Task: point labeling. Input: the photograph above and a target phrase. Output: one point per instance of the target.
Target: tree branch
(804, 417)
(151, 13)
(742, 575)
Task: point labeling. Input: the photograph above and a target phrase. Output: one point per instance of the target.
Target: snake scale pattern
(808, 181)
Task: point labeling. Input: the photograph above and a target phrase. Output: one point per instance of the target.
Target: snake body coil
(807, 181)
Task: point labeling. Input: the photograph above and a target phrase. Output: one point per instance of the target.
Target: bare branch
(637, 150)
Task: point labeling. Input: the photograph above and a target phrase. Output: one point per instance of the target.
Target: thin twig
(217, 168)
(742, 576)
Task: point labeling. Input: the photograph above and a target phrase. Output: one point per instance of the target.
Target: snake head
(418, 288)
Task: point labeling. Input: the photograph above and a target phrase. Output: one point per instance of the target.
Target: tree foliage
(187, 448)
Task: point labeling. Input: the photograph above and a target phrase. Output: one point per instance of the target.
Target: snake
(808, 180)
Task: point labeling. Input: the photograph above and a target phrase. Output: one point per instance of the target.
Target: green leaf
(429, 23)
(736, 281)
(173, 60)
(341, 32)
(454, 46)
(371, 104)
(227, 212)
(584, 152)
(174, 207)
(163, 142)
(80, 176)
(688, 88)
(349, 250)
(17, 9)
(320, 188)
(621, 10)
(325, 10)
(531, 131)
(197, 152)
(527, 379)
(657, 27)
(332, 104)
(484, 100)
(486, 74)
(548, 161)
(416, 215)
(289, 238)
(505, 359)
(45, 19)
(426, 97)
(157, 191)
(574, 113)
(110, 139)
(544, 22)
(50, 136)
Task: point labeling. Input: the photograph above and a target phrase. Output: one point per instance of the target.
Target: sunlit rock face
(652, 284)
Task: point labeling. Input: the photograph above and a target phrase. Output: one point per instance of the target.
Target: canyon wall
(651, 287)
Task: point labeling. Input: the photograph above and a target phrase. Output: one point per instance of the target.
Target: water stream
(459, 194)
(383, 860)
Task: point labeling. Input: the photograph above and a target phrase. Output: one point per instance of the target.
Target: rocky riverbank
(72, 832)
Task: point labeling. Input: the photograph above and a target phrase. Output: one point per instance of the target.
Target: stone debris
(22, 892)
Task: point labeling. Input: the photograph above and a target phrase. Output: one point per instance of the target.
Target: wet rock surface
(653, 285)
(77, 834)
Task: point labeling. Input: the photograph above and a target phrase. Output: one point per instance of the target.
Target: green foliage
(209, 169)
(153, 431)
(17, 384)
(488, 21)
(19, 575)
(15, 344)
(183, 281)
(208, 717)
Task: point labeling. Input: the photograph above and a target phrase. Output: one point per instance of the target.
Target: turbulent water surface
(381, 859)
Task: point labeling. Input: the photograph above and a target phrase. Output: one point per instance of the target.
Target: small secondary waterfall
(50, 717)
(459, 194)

⁂

• [Stated problem]: Pull out each line of the listing above that contains the string "foliage", treating uppercase and lowercase letters as different.

• [Result for this task]:
Target: tree foliage
Target: green foliage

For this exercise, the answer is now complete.